What is required
Retype the following data exactly, line for line, changing nothing.
※ ※ ※
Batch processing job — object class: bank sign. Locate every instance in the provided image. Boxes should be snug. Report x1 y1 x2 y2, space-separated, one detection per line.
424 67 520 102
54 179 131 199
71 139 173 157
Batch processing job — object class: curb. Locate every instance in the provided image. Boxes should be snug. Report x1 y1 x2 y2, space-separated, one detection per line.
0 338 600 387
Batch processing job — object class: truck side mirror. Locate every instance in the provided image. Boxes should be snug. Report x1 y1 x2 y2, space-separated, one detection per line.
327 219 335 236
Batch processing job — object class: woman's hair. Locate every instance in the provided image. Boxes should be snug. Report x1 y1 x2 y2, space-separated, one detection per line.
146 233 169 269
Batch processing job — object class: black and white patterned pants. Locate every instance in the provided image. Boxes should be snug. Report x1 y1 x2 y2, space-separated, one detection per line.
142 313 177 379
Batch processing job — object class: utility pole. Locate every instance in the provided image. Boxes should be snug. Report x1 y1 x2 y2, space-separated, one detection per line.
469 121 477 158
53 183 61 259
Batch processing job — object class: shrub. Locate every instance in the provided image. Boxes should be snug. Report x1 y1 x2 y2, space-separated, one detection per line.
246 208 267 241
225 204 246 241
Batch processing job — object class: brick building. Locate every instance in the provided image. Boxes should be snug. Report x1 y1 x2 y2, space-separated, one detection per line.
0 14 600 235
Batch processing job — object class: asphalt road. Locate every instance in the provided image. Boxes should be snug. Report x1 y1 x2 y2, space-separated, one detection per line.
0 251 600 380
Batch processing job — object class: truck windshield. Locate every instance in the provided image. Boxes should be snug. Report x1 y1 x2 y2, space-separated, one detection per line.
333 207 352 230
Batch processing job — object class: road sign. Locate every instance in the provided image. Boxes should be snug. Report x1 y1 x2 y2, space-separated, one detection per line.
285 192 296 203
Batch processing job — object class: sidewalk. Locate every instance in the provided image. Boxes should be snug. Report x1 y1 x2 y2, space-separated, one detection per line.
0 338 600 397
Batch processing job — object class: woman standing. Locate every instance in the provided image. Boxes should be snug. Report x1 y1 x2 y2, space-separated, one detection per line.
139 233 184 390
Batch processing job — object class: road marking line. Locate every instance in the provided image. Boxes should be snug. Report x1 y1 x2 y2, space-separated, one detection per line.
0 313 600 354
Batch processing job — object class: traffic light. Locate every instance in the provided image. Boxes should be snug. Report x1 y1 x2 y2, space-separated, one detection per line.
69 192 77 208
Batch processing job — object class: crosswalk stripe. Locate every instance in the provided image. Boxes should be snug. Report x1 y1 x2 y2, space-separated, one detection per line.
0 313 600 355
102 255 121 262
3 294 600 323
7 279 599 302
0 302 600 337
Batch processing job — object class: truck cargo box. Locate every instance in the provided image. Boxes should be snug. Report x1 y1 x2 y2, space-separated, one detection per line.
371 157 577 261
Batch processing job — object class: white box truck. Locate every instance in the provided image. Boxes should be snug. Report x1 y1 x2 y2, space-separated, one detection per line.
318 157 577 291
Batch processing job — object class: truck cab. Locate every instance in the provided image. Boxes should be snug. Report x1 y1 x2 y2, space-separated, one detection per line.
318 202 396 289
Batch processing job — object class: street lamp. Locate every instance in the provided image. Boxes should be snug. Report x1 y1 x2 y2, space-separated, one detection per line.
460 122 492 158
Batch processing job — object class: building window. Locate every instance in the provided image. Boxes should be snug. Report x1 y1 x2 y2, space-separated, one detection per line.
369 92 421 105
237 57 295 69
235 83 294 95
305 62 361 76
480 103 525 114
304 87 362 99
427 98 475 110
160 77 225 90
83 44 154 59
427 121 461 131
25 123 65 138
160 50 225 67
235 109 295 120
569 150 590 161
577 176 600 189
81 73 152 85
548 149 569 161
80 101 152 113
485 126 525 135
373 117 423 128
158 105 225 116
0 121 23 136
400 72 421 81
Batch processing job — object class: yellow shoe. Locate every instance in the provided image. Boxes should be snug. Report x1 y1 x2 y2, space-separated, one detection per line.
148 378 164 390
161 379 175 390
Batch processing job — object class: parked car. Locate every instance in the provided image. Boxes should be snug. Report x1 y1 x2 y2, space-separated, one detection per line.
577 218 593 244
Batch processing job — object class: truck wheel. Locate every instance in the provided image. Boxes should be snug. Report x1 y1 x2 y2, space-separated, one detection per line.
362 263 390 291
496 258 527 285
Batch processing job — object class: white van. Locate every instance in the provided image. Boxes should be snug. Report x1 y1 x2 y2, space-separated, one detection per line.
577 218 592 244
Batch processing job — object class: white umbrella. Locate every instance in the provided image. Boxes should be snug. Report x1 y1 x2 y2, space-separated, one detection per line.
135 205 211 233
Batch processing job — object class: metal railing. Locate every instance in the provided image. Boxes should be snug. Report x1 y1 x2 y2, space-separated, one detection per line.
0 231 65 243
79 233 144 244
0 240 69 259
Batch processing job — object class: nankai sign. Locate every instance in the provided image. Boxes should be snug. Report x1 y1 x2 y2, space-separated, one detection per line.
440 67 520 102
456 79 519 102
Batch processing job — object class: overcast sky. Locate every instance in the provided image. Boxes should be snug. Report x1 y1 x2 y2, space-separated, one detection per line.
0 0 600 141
※ ※ ※
Result of this task
Batch processing job — object class: bank sign. Locate every instance in the provided image. Boxes should be snug. Report x1 y1 x2 y2, space-separated, one detection per line.
424 67 520 102
54 179 131 199
71 139 173 157
Batch processing job — object class: curb. Locate every instance in the provided image. Boxes should be snug. Report x1 y1 x2 y2, space-separated, one detection per line.
0 338 600 387
Batch processing job — object class: truck side mirror. Locate every instance in the provided image. Boxes should be snug. Report x1 y1 x2 y2, space-separated, one detection per line.
327 219 335 236
Batch processing job — object class: woman's hair. Locate every instance in the provided image. Boxes should be snug. Report x1 y1 x2 y2, space-separated, one detection per line.
146 233 169 269
Batch processing job — object class: black and white patterned pants. Locate every instance in the provided image. Boxes should be snug. Report x1 y1 x2 y2, space-separated, one detection per line.
142 313 177 379
Batch processing job — object class: utility pole. Locate every instance in the provided image. Boxes should be snug. Report x1 y1 x2 y2, space-separated, one detection per line.
469 121 477 158
53 183 61 259
Batch processing job — object class: shrub. Locate every instance in the provided image. Boxes should be snug. Report x1 y1 x2 y2, space-separated, one detection per line.
246 208 267 241
225 204 246 241
Batch processing job — object class: brick building. Locate every instance in the provided image. Boxes should be snug. Report x1 y1 x2 y2, space-separated, one detection per line.
0 14 600 235
Batch processing job — object class: asphalt road. Locate every instance in the provided image. Boxes should be snug. Report x1 y1 x2 y2, space-separated, one detection per line.
0 251 600 380
Batch processing job — object class: truck windshield. Locate every instance in the provided image. Boxes should be snug. Report x1 y1 x2 y2, space-separated, one detection per line.
333 207 352 230
Batch processing job — object class: road sign. Locate every instance in the provided image. Boxes should be snug. Report x1 y1 x2 y2, space-separated, one detection per line.
285 192 296 203
Batch processing job — object class: sidewalk. Locate every instance in the provided image. Boxes should be snug. Report x1 y1 x2 y2, space-separated, one detection per line.
0 338 600 397
Batch processing job — object class: woman standing. Locate every instance in the provided image. Boxes should be snug. Report x1 y1 x2 y2, space-separated, one detection per line.
139 233 184 390
Batch processing job — object class: road marking line. Locate every instance in the provided image. Boxes should be snug. Report x1 y1 x2 y2, space-separated, one detection per line.
0 313 600 354
Batch processing job — object class: traffic light. Locate every instance in the provided image. Boxes should be snug. Report x1 y1 x2 y2, space-separated, one detection per line.
69 192 77 208
Batch processing job — object class: crosswalk stripe. Locate every instance in the provided image. Boxes should be snug. Report x1 y1 x2 y2, space-separated, one detection per line.
0 313 600 355
102 255 121 262
3 294 600 323
7 279 599 302
0 302 600 337
Batch processing job — object class: truck cargo box. Locate every instance in the provided image. Boxes should be snug. Report x1 y1 x2 y2, space-separated, one detection per line.
371 157 577 261
Batch processing job — object class: white box truck. Locate every instance in the provided image. Boxes should be snug. Report x1 y1 x2 y2, space-separated, one detection per line.
318 157 577 291
Batch processing job — object class: truck cab. Locate every instance in the provided image. Boxes should be snug. Report x1 y1 x2 y2, space-separated, one detection per line.
318 202 396 289
Batch processing job — object class: street lamp. Locate every instance in the provided image. Boxes should be snug. Report x1 y1 x2 y2, space-separated, one detection per line.
460 122 492 158
Batch processing job — object class: building window. Locate every instance in the provided image. Boxes should be snug. Report x1 y1 x2 y2, space-separated, one detection per line.
369 92 421 105
237 57 295 69
235 83 294 95
305 62 361 76
480 103 525 114
304 87 362 99
427 98 475 110
160 77 225 90
83 44 154 59
427 121 461 131
25 123 65 138
160 50 225 67
235 109 295 120
569 150 590 161
577 176 600 189
81 73 152 85
548 149 569 161
80 101 152 113
485 126 525 135
373 117 423 128
158 105 225 116
0 121 23 136
400 72 421 81
Batch processing job — object class: yellow shoe. Locate every instance in the provided image. Boxes should be snug. Report x1 y1 x2 y2, space-separated, one detection per line.
148 378 164 390
161 379 175 390
Batch processing job — object class: parked car. Locate every instance in the provided image. Boxes should be snug. Report x1 y1 x2 y2, space-separated, one detection per line.
577 218 593 244
Batch processing job — object class: truck wheel. Locate every instance in the provided image. Boxes should be snug. Report x1 y1 x2 y2, space-separated, one detection per line.
362 263 390 291
496 258 527 285
Batch processing job — object class: white van. Locate every instance in the provided image. Boxes should be snug. Report x1 y1 x2 y2, space-separated, one detection per line.
577 218 592 244
Batch processing job — object class: white umbrella. Locate every instance in the provided image. Boxes should be snug. Report x1 y1 x2 y2, space-separated, one detection per line.
135 205 211 233
Batch processing job — object class: metal railing. Locate every instance in the provided image. Boxes should be snug. Report x1 y1 x2 y2, space-separated, one detection per line.
0 231 65 243
79 233 144 244
0 240 69 259
Batch processing job — object class: nankai sign. Locate every instance in the provided image. Boxes should be snug. Report x1 y1 x2 y2, space-separated, one detection per line.
440 67 520 102
456 79 519 102
Batch processing job — object class: overcast sky. Locate every instance in the provided image. Boxes should be snug. Report x1 y1 x2 y2, space-separated, one detection per line.
0 0 600 141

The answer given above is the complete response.